-- begin Data for this task --

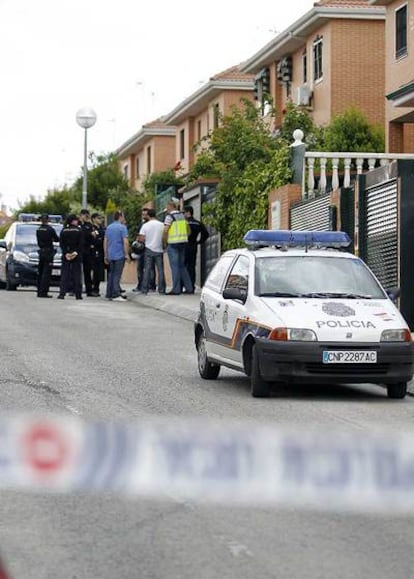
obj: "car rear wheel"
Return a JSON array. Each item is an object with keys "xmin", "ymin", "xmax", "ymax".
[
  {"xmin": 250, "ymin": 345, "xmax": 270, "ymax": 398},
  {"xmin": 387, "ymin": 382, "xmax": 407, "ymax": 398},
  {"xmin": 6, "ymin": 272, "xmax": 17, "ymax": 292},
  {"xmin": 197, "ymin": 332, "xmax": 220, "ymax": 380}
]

-- end Data for this task --
-- begin Data for this task --

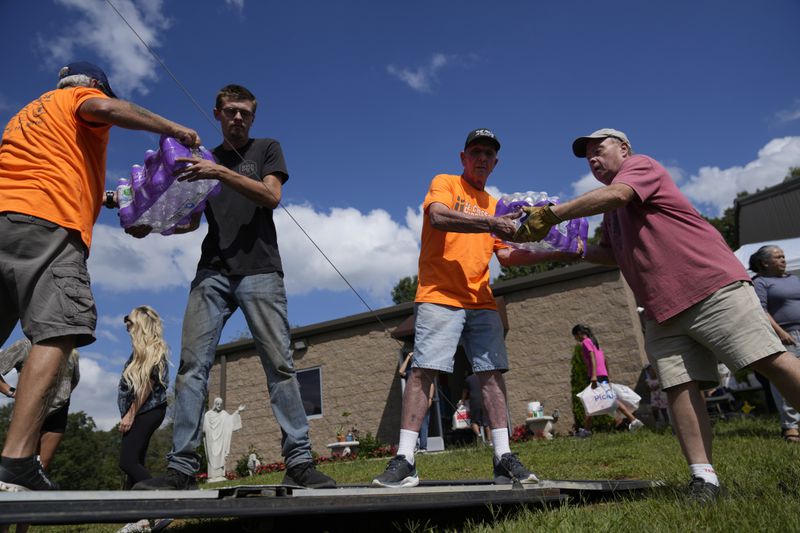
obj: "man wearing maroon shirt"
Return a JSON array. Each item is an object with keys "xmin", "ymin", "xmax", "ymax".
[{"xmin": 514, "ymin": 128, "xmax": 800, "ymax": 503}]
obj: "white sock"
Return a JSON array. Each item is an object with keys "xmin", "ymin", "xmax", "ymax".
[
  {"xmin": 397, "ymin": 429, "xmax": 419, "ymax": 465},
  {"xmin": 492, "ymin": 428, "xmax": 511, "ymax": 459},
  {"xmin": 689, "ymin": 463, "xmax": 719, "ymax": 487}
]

-- end Data for this task --

Written task => Pull out every line of the records above that contains the string "ymax", matching case exactly.

Exercise solution =>
Return a JSON array. Each item is an object with keys "xmin", "ymin", "xmax", "ymax".
  {"xmin": 250, "ymin": 345, "xmax": 270, "ymax": 398},
  {"xmin": 387, "ymin": 382, "xmax": 407, "ymax": 398},
  {"xmin": 6, "ymin": 272, "xmax": 17, "ymax": 292},
  {"xmin": 197, "ymin": 332, "xmax": 220, "ymax": 380}
Return a JSON array. Each item is an object with keys "xmin", "ymin", "xmax", "ymax".
[{"xmin": 514, "ymin": 128, "xmax": 800, "ymax": 503}]
Return a JSON array. Each item is an object with keys "xmin", "ymin", "xmax", "ymax".
  {"xmin": 397, "ymin": 429, "xmax": 419, "ymax": 465},
  {"xmin": 492, "ymin": 428, "xmax": 511, "ymax": 459},
  {"xmin": 689, "ymin": 463, "xmax": 719, "ymax": 487}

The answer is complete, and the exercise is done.